[START]

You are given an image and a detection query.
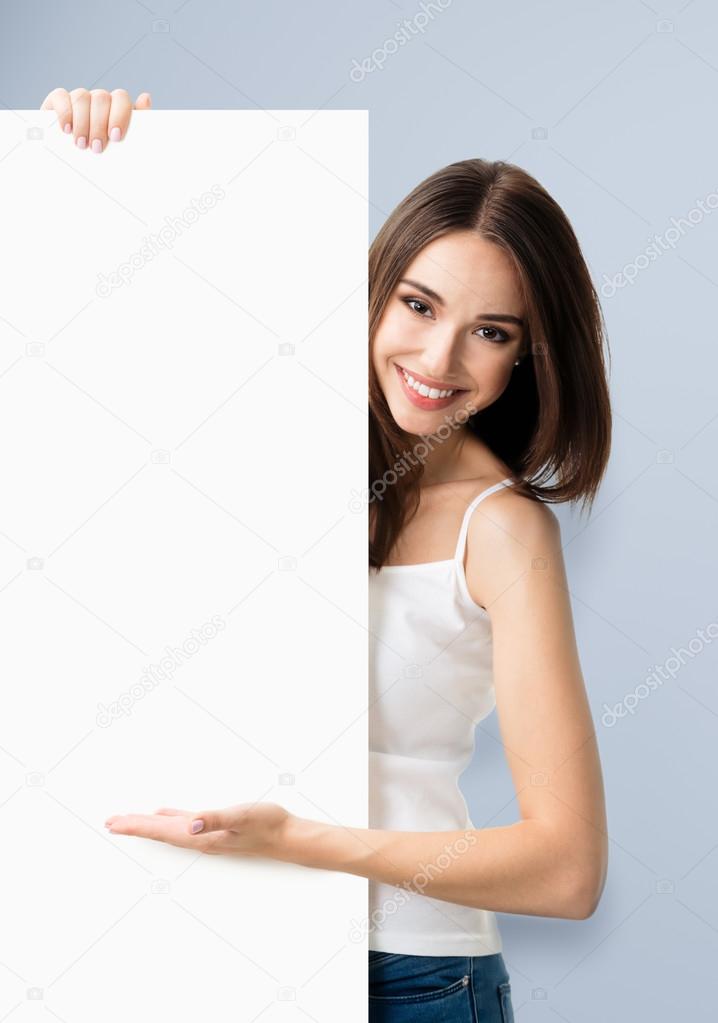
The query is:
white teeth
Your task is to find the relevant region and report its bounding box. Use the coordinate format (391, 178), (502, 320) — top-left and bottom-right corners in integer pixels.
(402, 369), (455, 398)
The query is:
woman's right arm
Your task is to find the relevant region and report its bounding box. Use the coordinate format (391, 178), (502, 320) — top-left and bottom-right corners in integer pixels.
(40, 89), (152, 152)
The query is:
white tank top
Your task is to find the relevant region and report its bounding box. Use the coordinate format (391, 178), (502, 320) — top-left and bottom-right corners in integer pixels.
(368, 480), (511, 955)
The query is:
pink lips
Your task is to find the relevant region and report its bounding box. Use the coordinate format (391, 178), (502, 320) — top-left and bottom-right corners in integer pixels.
(394, 362), (464, 411)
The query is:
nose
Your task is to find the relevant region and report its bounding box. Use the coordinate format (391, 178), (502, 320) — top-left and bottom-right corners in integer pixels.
(421, 329), (460, 384)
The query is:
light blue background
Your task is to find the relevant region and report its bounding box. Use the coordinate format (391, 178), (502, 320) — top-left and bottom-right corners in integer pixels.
(0, 0), (718, 1023)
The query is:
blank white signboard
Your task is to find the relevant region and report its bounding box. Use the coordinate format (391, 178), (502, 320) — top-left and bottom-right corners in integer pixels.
(0, 110), (367, 1023)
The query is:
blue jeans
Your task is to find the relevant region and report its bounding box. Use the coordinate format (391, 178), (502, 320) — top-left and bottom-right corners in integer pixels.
(369, 949), (513, 1023)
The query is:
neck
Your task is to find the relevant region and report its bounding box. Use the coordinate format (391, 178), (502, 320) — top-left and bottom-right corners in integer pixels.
(414, 427), (467, 486)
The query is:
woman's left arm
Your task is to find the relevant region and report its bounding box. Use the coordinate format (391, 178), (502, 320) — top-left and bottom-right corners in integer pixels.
(276, 491), (608, 920)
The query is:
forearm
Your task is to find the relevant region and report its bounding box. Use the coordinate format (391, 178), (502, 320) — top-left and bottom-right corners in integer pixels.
(276, 817), (588, 919)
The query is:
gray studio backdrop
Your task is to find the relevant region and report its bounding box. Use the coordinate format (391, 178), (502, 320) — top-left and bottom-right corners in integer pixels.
(0, 0), (718, 1023)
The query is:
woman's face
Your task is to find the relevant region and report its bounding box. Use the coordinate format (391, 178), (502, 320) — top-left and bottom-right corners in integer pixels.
(371, 231), (528, 435)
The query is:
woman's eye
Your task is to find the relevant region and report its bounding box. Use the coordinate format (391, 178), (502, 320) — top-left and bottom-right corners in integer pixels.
(401, 299), (511, 344)
(479, 326), (510, 343)
(402, 299), (429, 316)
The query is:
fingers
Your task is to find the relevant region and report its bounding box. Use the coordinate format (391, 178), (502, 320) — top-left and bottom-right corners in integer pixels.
(70, 89), (90, 149)
(187, 803), (254, 835)
(40, 89), (152, 152)
(107, 89), (132, 142)
(40, 89), (73, 133)
(89, 89), (113, 152)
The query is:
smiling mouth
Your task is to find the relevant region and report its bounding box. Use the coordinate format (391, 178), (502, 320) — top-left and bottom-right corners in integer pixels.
(395, 362), (465, 401)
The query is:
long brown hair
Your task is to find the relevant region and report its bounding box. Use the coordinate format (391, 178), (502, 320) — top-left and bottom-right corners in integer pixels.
(368, 160), (612, 567)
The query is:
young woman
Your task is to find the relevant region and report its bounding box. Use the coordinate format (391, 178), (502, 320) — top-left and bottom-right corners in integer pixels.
(43, 90), (611, 1023)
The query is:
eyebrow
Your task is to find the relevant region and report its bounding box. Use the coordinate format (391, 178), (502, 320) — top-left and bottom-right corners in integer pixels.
(399, 277), (524, 326)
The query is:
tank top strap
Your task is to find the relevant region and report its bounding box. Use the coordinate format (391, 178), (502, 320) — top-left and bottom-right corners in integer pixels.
(454, 479), (513, 574)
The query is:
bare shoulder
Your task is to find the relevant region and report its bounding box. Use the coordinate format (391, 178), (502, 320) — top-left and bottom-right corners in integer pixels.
(464, 487), (565, 608)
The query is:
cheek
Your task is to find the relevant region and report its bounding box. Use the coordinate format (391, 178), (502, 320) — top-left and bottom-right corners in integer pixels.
(466, 348), (513, 388)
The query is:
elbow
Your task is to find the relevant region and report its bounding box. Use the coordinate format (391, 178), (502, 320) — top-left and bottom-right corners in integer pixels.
(567, 863), (607, 920)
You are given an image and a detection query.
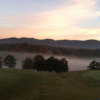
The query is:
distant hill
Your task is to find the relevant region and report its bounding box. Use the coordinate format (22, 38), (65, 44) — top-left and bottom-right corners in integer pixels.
(0, 38), (100, 49)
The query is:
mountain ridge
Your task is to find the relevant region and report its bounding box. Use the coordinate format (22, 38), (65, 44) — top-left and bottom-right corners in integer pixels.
(0, 37), (100, 49)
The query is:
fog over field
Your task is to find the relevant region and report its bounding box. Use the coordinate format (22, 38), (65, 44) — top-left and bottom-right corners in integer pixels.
(0, 51), (100, 71)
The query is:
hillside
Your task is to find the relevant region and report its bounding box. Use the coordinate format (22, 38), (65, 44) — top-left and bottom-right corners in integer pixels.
(0, 38), (100, 49)
(0, 69), (100, 100)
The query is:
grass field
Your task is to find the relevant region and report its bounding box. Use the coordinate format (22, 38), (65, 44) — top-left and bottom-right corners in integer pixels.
(0, 70), (100, 100)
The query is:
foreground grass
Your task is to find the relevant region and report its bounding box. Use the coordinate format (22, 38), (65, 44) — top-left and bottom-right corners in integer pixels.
(0, 70), (100, 100)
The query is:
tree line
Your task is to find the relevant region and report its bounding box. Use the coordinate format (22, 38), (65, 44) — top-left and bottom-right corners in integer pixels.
(0, 43), (100, 57)
(0, 55), (68, 73)
(88, 60), (100, 70)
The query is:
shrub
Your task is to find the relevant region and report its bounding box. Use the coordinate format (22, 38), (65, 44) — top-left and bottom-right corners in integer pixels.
(22, 57), (33, 69)
(4, 55), (16, 68)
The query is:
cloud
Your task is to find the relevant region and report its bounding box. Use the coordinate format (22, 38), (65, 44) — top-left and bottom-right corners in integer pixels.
(0, 0), (100, 39)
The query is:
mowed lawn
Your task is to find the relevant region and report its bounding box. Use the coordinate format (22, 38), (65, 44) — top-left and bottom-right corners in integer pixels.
(0, 69), (100, 100)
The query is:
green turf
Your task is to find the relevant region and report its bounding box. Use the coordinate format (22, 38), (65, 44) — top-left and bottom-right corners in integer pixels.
(0, 69), (100, 100)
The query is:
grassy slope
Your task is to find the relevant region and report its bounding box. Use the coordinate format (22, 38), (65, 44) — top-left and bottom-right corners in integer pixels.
(0, 70), (100, 100)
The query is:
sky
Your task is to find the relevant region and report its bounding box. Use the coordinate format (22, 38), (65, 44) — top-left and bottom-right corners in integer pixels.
(0, 0), (100, 40)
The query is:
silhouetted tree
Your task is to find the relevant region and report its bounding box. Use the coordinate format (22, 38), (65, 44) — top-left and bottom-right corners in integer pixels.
(46, 57), (68, 73)
(88, 61), (100, 70)
(4, 55), (16, 68)
(33, 55), (45, 71)
(22, 57), (33, 69)
(45, 56), (56, 72)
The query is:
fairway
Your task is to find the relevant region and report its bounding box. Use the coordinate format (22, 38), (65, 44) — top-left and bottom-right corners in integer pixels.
(0, 69), (100, 100)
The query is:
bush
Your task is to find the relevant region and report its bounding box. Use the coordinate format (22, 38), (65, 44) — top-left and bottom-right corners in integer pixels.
(33, 55), (45, 71)
(22, 57), (33, 69)
(88, 61), (100, 70)
(4, 55), (16, 68)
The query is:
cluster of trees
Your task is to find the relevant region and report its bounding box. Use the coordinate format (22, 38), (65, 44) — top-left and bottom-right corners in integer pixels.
(0, 55), (68, 73)
(88, 60), (100, 70)
(23, 55), (68, 73)
(0, 55), (16, 68)
(0, 43), (100, 57)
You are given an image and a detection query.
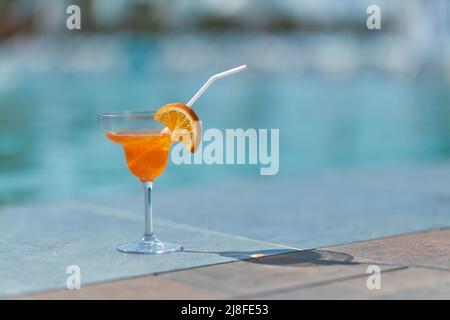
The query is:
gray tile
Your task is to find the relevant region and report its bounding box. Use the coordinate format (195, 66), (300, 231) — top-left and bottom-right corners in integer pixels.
(264, 268), (450, 300)
(0, 203), (292, 296)
(14, 276), (215, 300)
(160, 250), (397, 299)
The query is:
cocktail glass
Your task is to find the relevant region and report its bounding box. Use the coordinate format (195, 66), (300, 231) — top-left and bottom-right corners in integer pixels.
(98, 111), (183, 254)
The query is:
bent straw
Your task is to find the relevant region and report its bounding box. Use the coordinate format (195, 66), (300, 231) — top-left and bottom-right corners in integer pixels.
(186, 64), (247, 107)
(161, 64), (247, 134)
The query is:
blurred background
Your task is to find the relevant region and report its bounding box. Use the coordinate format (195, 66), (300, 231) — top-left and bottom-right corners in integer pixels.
(0, 0), (450, 205)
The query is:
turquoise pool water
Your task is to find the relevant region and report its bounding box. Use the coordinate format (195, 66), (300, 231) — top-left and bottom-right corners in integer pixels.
(0, 35), (450, 204)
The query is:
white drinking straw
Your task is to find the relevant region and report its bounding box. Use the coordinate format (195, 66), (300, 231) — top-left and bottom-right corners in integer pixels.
(186, 64), (247, 107)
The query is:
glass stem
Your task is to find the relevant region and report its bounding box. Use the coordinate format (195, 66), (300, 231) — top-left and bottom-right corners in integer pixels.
(144, 182), (153, 236)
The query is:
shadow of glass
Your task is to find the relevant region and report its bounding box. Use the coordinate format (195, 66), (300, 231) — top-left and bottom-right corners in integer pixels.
(185, 249), (359, 267)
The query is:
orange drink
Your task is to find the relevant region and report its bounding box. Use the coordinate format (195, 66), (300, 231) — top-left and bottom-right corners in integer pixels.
(106, 130), (172, 182)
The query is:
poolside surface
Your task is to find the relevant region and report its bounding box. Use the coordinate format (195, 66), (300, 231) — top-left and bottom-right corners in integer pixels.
(0, 164), (450, 298)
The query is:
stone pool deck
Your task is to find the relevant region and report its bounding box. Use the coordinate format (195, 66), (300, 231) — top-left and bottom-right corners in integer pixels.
(16, 229), (450, 299)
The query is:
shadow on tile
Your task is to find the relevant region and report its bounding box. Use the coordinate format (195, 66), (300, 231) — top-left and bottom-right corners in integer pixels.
(185, 249), (359, 267)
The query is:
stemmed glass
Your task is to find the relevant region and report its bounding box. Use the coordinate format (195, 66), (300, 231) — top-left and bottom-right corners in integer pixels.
(98, 111), (183, 254)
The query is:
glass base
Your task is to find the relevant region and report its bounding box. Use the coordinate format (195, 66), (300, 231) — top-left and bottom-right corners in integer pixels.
(117, 234), (183, 254)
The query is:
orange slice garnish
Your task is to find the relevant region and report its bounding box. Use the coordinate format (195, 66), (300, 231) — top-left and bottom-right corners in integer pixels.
(154, 103), (202, 153)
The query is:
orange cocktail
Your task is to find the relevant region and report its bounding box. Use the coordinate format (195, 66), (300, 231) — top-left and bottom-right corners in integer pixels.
(106, 130), (172, 182)
(98, 103), (201, 254)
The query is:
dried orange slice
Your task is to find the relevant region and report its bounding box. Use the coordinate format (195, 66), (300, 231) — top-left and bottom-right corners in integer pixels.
(154, 103), (202, 153)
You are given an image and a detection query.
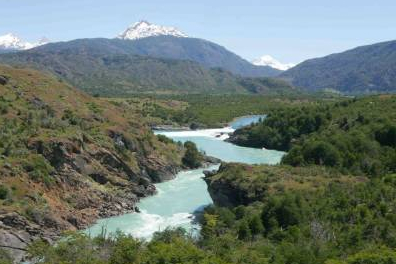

[END]

Directions: Show every line of the items above that contains the string "background", copying each line in full. Case counts.

Finished task:
light blue background
blurred background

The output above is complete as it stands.